## Directions for this task
Write out, word for word, the line that contains "Query: parked vehicle in background" and each line after it down to the last line of the data below. Include nothing more.

(Stored items)
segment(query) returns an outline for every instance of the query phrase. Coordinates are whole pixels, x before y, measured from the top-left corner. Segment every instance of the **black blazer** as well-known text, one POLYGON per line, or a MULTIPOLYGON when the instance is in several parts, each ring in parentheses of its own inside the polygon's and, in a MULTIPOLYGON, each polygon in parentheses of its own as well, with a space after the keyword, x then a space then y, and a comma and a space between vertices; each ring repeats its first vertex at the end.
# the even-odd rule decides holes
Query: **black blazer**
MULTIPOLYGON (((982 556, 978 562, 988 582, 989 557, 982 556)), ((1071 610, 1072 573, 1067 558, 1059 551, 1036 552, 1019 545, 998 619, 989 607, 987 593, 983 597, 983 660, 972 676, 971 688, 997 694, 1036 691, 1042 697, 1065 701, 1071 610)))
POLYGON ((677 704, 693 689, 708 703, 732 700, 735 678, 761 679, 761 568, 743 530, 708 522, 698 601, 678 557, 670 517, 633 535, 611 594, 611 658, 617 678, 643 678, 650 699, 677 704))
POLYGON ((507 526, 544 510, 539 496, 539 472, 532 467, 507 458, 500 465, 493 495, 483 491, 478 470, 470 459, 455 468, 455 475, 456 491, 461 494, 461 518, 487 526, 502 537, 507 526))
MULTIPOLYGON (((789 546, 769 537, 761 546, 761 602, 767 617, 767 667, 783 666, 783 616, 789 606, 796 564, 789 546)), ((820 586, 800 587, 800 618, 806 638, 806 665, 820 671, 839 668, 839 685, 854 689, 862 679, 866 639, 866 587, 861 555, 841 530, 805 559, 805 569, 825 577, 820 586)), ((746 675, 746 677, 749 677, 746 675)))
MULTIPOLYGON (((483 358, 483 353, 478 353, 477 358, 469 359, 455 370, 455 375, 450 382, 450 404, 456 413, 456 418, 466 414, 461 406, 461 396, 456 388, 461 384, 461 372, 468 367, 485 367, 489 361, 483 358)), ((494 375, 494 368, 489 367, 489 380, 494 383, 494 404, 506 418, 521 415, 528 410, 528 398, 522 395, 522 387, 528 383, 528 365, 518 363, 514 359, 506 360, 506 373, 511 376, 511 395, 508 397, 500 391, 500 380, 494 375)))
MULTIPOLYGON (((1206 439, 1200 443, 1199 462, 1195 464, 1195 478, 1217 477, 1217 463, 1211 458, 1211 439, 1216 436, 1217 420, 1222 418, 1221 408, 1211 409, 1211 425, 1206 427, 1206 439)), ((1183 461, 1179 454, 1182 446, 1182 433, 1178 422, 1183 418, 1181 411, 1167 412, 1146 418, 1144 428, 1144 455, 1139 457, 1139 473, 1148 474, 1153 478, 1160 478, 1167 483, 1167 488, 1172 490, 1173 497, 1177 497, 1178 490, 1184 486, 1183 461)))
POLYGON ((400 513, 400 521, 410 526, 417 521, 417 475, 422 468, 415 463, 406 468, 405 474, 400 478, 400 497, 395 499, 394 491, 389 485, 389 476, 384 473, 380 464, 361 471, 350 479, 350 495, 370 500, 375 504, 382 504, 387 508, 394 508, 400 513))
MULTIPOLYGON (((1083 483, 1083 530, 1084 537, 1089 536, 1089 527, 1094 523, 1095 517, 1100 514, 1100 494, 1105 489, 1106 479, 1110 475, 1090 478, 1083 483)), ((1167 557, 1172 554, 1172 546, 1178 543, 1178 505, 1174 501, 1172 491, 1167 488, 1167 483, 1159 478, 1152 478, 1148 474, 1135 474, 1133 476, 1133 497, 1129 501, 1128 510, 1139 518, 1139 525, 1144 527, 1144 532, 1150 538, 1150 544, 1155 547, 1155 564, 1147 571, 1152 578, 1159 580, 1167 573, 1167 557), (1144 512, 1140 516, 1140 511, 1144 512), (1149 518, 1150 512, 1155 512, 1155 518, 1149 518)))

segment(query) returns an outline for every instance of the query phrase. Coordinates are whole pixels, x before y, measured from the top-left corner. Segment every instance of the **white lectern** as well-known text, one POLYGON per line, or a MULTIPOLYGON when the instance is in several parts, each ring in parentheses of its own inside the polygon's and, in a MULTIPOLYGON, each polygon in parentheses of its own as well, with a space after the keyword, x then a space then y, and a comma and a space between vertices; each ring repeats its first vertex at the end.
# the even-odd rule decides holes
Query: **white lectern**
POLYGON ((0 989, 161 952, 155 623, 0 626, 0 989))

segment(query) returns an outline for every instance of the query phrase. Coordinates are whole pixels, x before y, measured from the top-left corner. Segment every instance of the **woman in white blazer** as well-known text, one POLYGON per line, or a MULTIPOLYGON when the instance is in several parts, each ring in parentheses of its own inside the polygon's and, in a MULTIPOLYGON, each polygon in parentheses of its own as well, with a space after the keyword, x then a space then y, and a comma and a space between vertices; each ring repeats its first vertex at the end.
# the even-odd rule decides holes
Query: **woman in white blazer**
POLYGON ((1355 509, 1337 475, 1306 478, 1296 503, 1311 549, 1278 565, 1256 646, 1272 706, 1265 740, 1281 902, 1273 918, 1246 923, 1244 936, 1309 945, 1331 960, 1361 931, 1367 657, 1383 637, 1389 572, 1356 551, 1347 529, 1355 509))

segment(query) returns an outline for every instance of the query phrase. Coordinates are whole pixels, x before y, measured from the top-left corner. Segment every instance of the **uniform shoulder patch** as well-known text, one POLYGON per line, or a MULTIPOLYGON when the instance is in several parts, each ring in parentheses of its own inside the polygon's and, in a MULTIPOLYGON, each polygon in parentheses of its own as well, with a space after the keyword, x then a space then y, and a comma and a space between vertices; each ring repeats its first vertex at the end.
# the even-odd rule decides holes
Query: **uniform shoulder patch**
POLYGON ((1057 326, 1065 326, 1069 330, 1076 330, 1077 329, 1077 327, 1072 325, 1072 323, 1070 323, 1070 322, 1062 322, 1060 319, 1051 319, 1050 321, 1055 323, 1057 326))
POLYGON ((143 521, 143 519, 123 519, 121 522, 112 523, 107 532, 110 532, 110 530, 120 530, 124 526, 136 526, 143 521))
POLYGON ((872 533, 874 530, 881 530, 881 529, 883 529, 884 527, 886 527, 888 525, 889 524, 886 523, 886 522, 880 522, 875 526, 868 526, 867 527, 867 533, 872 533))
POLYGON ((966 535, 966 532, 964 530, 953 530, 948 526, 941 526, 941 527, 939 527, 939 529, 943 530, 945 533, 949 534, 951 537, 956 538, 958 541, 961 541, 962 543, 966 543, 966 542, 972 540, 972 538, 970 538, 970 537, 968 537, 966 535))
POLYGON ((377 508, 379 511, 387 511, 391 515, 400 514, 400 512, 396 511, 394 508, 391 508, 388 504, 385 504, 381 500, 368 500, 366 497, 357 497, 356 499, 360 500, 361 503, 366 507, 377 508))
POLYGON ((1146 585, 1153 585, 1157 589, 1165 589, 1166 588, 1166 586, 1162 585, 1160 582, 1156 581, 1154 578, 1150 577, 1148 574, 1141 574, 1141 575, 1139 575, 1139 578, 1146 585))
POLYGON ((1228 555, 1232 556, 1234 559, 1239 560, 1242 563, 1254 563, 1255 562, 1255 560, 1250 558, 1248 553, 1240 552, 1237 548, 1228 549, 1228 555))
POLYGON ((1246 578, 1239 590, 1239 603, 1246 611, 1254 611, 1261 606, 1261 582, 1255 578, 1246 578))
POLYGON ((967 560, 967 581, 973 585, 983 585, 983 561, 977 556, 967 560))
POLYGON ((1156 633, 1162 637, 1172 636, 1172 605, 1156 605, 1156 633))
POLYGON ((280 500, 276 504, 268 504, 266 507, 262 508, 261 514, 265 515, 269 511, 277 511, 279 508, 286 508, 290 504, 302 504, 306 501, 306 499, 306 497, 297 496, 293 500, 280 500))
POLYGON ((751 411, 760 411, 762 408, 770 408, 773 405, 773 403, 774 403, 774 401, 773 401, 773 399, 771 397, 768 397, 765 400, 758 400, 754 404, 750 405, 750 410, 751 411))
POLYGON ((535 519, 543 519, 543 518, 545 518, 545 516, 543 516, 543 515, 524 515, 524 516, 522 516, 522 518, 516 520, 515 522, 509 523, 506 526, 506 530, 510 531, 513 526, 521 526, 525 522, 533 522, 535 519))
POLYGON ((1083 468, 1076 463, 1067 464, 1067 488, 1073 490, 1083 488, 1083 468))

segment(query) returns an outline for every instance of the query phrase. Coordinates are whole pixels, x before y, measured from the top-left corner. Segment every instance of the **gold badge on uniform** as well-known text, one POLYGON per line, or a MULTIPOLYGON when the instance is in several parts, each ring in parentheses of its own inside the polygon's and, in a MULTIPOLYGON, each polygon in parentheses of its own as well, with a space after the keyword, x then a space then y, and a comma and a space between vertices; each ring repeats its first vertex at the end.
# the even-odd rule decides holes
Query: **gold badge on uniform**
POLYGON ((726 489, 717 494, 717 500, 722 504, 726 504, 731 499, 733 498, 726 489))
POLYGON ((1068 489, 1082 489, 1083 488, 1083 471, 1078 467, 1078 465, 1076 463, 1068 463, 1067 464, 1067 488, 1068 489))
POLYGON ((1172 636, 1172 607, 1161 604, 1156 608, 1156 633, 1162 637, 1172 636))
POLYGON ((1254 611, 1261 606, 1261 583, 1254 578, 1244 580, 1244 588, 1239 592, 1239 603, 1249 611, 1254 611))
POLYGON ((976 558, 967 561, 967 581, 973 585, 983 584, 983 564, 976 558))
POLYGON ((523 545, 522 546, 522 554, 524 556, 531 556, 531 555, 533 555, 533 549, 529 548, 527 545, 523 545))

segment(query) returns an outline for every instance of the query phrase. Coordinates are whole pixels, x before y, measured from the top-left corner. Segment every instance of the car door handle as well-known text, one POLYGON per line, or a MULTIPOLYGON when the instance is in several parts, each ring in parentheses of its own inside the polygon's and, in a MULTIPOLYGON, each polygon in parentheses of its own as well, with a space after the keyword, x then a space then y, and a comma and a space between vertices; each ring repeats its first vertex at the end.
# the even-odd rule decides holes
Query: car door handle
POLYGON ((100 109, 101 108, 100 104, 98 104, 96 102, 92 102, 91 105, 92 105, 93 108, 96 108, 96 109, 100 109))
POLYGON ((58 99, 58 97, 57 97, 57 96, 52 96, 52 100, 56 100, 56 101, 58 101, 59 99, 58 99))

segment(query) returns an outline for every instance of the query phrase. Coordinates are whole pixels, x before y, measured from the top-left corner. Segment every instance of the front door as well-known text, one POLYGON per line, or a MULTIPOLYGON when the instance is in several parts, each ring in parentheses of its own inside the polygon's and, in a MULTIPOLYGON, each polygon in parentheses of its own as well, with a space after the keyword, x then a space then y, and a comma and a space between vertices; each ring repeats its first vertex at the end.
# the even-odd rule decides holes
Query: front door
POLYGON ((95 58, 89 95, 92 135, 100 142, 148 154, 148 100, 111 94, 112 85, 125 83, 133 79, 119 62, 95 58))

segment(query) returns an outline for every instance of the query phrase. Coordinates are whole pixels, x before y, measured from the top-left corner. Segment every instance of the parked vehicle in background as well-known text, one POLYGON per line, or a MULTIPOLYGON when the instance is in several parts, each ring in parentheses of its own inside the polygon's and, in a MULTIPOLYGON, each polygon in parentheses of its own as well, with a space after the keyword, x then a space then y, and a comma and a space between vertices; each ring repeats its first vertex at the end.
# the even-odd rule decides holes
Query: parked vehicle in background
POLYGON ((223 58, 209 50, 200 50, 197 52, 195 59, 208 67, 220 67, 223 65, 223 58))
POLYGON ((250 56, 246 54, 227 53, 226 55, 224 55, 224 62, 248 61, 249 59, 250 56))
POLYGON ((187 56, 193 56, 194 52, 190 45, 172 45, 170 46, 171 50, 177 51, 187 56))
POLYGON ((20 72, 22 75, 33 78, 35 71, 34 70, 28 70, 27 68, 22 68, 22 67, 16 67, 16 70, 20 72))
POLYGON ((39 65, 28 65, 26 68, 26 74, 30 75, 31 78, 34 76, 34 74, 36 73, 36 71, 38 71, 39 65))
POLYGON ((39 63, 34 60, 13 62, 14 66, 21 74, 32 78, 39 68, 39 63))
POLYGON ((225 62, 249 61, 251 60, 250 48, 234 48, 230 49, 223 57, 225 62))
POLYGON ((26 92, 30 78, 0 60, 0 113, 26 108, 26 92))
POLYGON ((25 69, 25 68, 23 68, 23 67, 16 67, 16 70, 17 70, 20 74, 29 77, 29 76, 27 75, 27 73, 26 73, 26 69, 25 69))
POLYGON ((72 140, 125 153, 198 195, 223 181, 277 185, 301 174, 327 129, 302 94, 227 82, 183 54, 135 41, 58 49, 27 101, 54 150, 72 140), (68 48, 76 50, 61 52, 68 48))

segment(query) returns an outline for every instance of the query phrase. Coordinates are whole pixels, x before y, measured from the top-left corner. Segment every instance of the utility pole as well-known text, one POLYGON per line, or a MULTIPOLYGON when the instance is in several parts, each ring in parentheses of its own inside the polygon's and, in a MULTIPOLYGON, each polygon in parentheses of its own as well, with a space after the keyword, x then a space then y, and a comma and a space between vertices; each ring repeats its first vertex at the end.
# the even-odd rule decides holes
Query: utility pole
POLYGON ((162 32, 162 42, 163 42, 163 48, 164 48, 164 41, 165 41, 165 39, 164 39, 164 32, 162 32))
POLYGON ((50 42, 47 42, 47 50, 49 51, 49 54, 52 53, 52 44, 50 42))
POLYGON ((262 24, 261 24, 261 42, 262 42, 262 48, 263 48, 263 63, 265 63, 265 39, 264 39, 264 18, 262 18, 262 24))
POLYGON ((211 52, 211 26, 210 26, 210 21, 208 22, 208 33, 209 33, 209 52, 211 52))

## Expected output
Query: parked vehicle in background
POLYGON ((223 58, 209 50, 200 50, 197 52, 195 59, 208 67, 220 67, 223 65, 223 58))
POLYGON ((250 56, 246 54, 227 53, 226 55, 224 55, 224 62, 248 61, 249 59, 250 56))
POLYGON ((187 56, 193 56, 194 52, 190 45, 172 45, 170 46, 171 50, 177 51, 187 56))
POLYGON ((20 72, 22 75, 33 78, 35 71, 34 70, 28 70, 27 68, 22 68, 22 67, 16 67, 16 70, 20 72))
POLYGON ((39 65, 28 65, 26 68, 26 74, 30 75, 31 78, 34 76, 34 74, 36 73, 36 71, 38 71, 39 65))
POLYGON ((39 63, 34 60, 13 62, 14 66, 21 74, 32 78, 39 68, 39 63))
POLYGON ((225 62, 249 61, 251 60, 250 48, 234 48, 230 49, 223 57, 225 62))
POLYGON ((26 92, 30 78, 0 60, 0 113, 26 108, 26 92))
POLYGON ((25 69, 25 68, 23 68, 23 67, 16 67, 16 70, 17 70, 20 74, 29 77, 29 76, 27 75, 27 73, 26 73, 26 69, 25 69))
POLYGON ((72 140, 125 153, 198 195, 223 181, 277 185, 301 174, 327 129, 302 94, 227 82, 183 54, 135 41, 58 49, 27 101, 54 150, 72 140), (68 48, 76 50, 61 52, 68 48))

segment(query) returns an outline for every instance of the query phrase. Coordinates are whole pixels, x before y, measured from the top-left corner. Segment every instance of the utility pole as well-known text, one POLYGON per line, or a MULTIPOLYGON when the instance is in several parts, each ring in parentheses of its own inside the polygon's and, in a MULTIPOLYGON, each polygon in parentheses of its own as well, with a space after the keyword, x then a space then y, and a comma and a space between vertices; each ring repeats its first vertex at the end.
# the even-odd rule decides holes
Query: utility pole
POLYGON ((162 32, 162 42, 163 42, 163 48, 164 48, 164 41, 165 41, 165 39, 164 39, 164 32, 162 32))
POLYGON ((50 42, 47 42, 47 50, 49 51, 49 54, 52 53, 52 44, 50 42))
POLYGON ((262 24, 261 24, 261 42, 262 42, 262 48, 263 48, 263 63, 265 63, 265 39, 264 39, 264 18, 262 18, 262 24))
POLYGON ((211 52, 211 26, 210 26, 210 21, 208 22, 208 33, 209 33, 209 52, 211 52))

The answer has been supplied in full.